**PROBLEM DESCRIPTION**
Using the records provided below, locate and copy each line that contains the word "query".

**EXTRACTED RECORDS**

━━━━━━━━━━━━━━━━

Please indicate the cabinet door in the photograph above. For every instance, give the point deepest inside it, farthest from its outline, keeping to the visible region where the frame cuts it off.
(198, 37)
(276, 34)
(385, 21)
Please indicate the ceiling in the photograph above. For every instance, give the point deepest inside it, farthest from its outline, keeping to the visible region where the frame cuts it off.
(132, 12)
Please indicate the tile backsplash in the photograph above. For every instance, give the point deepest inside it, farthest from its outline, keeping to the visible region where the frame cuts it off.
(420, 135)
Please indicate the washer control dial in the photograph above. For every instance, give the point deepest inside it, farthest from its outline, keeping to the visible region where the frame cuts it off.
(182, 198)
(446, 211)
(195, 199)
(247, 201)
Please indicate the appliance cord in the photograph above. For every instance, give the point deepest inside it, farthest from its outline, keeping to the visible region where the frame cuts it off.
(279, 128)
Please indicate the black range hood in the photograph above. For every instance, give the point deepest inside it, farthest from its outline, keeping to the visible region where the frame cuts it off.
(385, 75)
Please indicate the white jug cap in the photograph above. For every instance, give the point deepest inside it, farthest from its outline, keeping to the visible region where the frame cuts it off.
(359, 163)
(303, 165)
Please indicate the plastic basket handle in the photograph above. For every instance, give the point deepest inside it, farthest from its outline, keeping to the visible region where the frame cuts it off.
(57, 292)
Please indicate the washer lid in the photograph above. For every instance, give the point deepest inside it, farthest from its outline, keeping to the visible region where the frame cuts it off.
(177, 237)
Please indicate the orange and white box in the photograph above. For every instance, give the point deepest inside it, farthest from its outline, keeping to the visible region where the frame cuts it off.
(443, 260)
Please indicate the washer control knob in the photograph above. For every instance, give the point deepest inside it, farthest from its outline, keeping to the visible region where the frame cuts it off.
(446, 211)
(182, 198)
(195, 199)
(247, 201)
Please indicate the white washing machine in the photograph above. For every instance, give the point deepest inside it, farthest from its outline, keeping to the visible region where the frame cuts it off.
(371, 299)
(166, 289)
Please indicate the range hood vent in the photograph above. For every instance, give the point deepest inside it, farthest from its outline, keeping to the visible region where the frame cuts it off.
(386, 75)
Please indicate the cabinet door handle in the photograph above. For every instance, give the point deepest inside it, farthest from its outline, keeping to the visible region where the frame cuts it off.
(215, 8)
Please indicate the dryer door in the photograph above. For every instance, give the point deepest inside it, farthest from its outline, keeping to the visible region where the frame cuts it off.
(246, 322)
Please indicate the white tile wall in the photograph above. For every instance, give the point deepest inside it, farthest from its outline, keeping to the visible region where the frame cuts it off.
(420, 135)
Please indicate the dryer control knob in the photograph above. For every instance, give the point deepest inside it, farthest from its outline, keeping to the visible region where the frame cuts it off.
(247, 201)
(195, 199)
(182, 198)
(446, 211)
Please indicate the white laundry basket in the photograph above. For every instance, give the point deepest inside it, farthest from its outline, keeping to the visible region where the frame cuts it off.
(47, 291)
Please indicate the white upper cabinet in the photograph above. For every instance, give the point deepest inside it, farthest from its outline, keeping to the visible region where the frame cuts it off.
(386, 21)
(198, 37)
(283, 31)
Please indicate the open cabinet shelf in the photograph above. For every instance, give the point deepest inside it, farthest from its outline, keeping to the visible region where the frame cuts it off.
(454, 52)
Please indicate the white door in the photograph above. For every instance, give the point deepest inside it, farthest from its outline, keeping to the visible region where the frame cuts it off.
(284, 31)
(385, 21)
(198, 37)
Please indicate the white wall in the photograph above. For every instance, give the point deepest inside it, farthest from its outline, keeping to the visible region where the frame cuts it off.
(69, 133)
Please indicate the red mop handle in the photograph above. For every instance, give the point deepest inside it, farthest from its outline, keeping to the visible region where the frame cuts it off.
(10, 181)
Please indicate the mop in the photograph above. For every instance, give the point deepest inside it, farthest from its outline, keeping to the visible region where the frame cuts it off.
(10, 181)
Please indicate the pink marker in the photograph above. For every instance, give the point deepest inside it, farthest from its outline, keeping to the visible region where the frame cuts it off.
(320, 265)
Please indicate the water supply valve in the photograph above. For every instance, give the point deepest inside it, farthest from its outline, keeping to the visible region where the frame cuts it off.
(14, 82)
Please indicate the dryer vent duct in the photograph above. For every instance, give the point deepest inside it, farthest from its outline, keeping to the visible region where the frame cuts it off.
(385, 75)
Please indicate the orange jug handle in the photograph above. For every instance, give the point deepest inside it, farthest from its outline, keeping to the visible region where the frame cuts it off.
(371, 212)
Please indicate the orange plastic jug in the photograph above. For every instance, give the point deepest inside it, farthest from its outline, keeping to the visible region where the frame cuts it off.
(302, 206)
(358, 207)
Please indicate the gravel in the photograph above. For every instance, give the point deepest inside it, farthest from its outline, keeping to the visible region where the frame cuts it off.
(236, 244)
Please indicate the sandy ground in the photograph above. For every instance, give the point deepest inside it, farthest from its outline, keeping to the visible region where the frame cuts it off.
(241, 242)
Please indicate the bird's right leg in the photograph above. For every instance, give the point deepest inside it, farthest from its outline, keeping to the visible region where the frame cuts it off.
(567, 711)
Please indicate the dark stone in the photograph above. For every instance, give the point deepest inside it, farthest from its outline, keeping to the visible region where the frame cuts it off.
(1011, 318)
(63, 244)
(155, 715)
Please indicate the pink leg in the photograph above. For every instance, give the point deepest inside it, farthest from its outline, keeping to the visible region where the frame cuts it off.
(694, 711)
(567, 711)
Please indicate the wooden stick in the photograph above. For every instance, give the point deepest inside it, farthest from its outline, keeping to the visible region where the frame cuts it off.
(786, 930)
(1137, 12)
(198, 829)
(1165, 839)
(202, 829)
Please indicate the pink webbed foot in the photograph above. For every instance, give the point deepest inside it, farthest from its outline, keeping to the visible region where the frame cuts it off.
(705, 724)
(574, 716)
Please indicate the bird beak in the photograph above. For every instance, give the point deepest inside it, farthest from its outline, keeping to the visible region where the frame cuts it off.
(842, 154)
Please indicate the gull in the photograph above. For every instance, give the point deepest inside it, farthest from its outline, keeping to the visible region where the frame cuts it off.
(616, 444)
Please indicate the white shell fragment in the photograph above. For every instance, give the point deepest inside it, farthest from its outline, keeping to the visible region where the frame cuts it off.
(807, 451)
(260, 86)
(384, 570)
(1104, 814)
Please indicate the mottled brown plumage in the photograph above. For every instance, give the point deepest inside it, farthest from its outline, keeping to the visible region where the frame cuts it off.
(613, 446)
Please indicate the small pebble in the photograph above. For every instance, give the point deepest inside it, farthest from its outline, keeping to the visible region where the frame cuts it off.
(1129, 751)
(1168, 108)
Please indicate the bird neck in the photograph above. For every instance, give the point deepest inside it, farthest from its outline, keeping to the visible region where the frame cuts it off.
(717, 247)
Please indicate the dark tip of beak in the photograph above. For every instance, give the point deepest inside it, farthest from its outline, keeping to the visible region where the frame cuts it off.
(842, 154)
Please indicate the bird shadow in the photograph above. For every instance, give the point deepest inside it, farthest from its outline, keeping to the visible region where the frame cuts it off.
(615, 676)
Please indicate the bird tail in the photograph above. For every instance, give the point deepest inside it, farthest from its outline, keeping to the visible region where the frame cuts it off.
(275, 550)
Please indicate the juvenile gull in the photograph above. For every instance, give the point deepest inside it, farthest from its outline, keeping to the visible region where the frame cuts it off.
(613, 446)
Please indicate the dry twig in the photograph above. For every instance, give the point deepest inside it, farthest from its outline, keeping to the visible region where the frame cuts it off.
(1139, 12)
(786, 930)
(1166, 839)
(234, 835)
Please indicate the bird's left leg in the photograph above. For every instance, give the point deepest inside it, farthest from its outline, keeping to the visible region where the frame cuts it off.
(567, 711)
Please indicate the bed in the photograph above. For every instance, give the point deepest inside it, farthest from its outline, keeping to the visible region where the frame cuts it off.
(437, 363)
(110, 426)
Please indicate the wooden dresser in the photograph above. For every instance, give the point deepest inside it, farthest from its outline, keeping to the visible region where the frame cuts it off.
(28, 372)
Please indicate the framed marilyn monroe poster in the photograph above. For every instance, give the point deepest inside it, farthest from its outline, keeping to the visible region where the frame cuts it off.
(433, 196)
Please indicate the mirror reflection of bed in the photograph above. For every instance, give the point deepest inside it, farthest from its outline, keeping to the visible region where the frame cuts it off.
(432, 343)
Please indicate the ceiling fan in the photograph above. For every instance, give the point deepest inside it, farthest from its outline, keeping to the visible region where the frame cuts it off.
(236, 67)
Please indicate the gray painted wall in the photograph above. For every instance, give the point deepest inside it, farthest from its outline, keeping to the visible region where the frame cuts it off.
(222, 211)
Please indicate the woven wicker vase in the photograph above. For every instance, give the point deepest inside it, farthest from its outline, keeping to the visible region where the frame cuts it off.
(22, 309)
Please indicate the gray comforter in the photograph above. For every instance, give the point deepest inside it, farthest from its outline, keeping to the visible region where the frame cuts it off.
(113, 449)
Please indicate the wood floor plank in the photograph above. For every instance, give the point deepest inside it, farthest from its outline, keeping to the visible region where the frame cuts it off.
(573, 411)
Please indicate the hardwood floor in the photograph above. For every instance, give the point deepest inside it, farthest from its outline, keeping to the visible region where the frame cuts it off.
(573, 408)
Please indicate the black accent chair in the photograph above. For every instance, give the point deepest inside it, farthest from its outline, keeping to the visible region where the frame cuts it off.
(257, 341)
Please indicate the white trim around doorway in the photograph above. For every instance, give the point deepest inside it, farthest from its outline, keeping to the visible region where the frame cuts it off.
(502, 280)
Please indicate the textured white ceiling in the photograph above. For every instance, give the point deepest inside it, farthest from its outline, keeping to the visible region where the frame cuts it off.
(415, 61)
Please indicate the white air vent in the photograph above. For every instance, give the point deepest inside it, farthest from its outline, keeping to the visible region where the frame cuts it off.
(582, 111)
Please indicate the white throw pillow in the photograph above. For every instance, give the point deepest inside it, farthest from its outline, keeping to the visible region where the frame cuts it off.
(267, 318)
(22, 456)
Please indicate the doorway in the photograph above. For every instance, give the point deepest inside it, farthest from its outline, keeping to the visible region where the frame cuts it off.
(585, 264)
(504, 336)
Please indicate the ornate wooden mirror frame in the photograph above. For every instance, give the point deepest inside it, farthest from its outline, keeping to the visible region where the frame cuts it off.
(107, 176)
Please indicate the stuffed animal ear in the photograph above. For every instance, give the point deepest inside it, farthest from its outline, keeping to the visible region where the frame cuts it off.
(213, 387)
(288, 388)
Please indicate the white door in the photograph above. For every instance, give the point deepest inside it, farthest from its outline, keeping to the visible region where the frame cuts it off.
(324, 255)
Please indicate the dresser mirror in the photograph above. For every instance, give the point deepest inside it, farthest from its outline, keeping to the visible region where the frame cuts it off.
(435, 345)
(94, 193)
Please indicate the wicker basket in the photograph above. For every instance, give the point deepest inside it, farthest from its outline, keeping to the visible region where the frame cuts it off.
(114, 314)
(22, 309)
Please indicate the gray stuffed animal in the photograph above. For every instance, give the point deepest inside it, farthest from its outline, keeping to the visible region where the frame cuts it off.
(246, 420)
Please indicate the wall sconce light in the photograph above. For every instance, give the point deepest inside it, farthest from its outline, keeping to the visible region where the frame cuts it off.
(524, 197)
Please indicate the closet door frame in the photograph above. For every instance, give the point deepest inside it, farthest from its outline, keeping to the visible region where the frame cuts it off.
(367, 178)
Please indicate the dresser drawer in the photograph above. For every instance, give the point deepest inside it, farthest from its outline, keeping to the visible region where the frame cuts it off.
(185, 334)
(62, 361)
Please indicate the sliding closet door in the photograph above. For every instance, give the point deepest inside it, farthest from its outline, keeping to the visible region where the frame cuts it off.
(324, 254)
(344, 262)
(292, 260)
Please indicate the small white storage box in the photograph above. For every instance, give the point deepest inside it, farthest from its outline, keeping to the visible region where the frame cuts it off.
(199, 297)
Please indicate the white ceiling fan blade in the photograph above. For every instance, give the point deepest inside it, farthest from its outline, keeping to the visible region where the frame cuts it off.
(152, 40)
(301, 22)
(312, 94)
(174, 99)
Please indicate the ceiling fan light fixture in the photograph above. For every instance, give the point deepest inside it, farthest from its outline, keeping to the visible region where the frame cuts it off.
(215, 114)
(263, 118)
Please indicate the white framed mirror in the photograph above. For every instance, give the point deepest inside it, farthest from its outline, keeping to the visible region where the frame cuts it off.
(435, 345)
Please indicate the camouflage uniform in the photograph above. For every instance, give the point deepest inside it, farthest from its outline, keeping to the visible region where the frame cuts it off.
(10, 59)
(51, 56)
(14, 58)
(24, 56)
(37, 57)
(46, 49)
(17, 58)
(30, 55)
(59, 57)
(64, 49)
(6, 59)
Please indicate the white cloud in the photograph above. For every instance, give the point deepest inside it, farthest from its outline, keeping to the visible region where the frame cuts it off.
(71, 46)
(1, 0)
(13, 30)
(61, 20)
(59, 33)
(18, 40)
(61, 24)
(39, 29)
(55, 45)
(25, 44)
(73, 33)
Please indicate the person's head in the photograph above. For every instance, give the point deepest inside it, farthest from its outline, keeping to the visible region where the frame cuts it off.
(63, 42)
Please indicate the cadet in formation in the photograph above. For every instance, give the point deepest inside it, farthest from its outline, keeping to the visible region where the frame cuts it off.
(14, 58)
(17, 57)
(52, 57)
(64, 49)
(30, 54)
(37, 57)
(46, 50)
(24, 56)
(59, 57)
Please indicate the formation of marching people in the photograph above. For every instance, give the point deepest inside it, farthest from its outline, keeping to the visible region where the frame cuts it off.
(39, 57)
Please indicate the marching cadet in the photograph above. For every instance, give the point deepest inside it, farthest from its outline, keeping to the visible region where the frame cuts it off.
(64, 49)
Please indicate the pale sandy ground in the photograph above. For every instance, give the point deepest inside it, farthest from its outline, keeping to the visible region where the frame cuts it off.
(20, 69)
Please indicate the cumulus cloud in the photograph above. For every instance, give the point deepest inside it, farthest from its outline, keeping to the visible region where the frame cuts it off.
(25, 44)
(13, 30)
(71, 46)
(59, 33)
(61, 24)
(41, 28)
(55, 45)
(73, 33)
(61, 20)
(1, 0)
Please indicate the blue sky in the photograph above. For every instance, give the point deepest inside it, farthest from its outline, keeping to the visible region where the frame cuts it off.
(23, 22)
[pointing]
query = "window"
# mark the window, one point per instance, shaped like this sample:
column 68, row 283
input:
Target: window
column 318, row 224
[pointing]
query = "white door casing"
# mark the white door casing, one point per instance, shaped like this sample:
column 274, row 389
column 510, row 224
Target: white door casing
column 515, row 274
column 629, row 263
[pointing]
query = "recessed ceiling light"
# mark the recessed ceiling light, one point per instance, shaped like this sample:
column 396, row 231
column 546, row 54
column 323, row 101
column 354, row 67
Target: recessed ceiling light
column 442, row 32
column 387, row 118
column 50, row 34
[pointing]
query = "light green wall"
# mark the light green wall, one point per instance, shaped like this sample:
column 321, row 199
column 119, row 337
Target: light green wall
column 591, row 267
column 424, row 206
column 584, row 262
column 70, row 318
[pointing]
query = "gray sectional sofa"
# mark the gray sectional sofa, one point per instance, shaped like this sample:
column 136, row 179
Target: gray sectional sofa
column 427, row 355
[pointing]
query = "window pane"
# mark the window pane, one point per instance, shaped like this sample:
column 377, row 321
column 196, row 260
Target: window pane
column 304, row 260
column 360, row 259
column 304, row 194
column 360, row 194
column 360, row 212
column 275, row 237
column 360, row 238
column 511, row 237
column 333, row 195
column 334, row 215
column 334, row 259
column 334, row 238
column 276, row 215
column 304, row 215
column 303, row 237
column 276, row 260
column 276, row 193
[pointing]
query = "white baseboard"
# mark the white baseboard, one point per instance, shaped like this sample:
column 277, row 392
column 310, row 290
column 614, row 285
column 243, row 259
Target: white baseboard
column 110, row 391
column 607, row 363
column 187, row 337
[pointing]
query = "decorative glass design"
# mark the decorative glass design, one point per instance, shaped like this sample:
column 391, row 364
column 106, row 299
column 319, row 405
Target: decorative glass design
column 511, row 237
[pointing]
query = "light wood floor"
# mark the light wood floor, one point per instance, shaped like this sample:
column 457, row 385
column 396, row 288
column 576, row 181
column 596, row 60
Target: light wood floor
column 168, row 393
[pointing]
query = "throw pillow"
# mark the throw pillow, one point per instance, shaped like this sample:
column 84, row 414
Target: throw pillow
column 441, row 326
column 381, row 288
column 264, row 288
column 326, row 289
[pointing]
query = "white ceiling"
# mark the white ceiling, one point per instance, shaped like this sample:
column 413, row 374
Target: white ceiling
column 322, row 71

━━━━━━━━━━━━━━━━

**OUTPUT**
query = "window"
query = "white door casing"
query = "recessed ceiling light"
query = "light green wall"
query = "gray sectional sofa"
query = "window pane"
query = "white baseboard"
query = "decorative glass design"
query = "light wood floor"
query = "throw pillow"
query = "white ceiling"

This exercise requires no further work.